Text passage =>
+ + + + +
"The Count of Monte Cristo": Finding Love In A Hopeless Place
You barge in on me on the day of my wedding?
[First Published: March 4, 2022]
There are many books everyone encourages you to read. The same is true for film. While you will find most of these works in summer reading assignments, college courses, or among the first books chosen by your book club, they persist in popular culture because of two things—message and characters. Relatable characters, irrespective of time, partnered with a resonant message to readers are those elements you will find in nearly every book in such a category of essential reads. While I take a fair amount of pride in my list of completed classics, Alexandre Dumas’s The Count of Monte Cristo fell through the cracks until last week. It was unintentional, but several of you messaged me to read it and write a review. To those people, thank you.
The Count of Monte Cristo was completed in 1844. Dumas, also known for works such as The Three Musketeers, writes a lengthy yet immensely easy-to-read novel. The page count for my edition is just over 600 pages. As I read through the book, I could not help but notice Dumas's deliberate writing style. At times, it felt as though I had read an entire novel’s worth of subject matter in a period of fewer than 50 pages. Sentences felt as powerful as entire chapters while never feeling overwhelming. The Count of Monte Cristo is a story with unique characters and a compelling story. You will be unable to put it down.
+ + + + +
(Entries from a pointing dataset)

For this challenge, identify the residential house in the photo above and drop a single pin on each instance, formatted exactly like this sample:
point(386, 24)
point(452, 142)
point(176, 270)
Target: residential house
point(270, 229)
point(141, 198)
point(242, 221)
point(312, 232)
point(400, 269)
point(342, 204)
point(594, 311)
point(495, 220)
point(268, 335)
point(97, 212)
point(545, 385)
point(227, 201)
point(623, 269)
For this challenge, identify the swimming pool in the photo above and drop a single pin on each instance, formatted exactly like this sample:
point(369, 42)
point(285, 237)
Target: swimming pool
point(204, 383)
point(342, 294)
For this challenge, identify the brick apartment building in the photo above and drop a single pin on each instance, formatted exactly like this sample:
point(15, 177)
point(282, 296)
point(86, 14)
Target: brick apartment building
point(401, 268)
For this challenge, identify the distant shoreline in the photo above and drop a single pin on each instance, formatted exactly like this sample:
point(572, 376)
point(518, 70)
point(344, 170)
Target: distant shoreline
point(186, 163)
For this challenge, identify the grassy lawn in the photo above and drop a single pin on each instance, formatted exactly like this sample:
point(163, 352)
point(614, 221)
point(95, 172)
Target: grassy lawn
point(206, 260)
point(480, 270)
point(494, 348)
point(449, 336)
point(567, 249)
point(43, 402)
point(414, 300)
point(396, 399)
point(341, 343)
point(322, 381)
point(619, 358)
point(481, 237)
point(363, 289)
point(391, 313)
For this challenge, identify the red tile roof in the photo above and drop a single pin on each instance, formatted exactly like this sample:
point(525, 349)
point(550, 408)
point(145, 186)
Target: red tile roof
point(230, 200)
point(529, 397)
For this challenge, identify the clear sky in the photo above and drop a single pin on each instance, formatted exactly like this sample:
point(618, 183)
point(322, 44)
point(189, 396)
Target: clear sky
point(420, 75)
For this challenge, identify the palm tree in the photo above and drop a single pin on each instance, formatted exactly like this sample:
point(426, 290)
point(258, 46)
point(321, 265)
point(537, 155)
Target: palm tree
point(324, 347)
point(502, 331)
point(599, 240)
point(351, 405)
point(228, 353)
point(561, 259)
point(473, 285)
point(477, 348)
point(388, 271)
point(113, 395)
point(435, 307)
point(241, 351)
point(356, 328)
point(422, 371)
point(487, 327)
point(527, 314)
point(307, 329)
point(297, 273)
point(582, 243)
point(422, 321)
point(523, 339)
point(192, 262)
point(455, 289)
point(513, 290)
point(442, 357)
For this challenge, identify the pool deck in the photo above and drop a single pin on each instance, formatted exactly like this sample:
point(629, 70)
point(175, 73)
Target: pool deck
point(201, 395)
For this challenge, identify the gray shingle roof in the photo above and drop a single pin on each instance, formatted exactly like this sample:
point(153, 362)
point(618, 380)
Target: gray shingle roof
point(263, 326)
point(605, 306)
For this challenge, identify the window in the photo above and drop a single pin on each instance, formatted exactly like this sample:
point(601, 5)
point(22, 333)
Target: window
+ + + + +
Short problem => Quote the book review word for word, starting with "The Count of Monte Cristo was" and going on through "put it down.".

Correct result =>
The Count of Monte Cristo was completed in 1844. Dumas, also known for works such as The Three Musketeers, writes a lengthy yet immensely easy-to-read novel. The page count for my edition is just over 600 pages. As I read through the book, I could not help but notice Dumas's deliberate writing style. At times, it felt as though I had read an entire novel’s worth of subject matter in a period of fewer than 50 pages. Sentences felt as powerful as entire chapters while never feeling overwhelming. The Count of Monte Cristo is a story with unique characters and a compelling story. You will be unable to put it down.